═════ Extrait du texte ═════
Sur la scène d’Ubisoft, sans effets spéciaux. | KEVORK DJANSEZIAN / AFP

Annulez tout, l’E3 n’est pas mort. Le salon annuel du jeu vidéo, qui ouvre officiellement ses portes du 14 au 16 juin à Los Angeles, mais dont les conférences ont commencé dès dimanche, a rappelé durant la nuit de lundi à mardi ce qui faisait son charme et son intérêt. Oh, trois fois rien : une subtile et indéfinissable alchimie entre impatience, surprise, monumentalisme et loufoquerie.
═════
### Consigne
Poursuivez l'article sur le salon E3 en reprenant juste après sa dernière phrase.
═════ Données brutes ═════
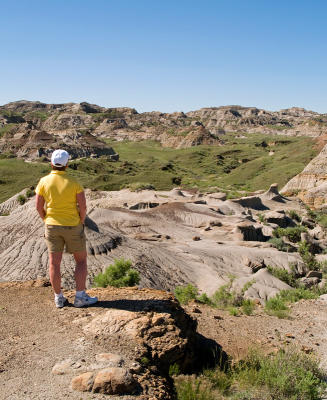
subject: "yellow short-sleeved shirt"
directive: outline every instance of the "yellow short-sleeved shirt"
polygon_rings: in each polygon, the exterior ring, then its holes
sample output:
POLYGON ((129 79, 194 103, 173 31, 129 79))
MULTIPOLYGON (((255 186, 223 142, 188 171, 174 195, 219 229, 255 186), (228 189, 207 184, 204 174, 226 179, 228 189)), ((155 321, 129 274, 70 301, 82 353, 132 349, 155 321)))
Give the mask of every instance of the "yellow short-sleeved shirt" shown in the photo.
POLYGON ((40 179, 35 191, 46 202, 45 224, 76 226, 81 223, 76 194, 83 192, 83 188, 65 171, 51 171, 40 179))

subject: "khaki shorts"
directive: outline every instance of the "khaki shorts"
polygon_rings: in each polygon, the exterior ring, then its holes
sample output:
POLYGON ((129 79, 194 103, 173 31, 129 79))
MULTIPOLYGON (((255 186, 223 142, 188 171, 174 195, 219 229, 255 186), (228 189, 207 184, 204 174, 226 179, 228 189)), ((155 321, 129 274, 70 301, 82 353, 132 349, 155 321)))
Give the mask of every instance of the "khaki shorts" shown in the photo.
═════
### Corrigé
La nuit ne nous aura rien épargné. La fanfare de, non pas une, mais deux nouvelles consoles annoncées chez Microsoft, dont l’une présentée de manière aussi phallique qu’embarrassante, comme la plus grosse cylindrée jamais sortie – « un monstre », dira même le constructeur, si sûr de son instrument qu’il en sortira les mensurations, 6 téraflops, et encore, au repos. À en croire l’excitation dans la salle, aucun doute, la jamboree n’attendait rien d’autre que cela : du déballage de superlatif, de la communication musculeuse, ce je-ne-sais-quoi de chiffré, mesurable, comparable, où la passion de l’informatique le dispute à la mentalité de vestiaire.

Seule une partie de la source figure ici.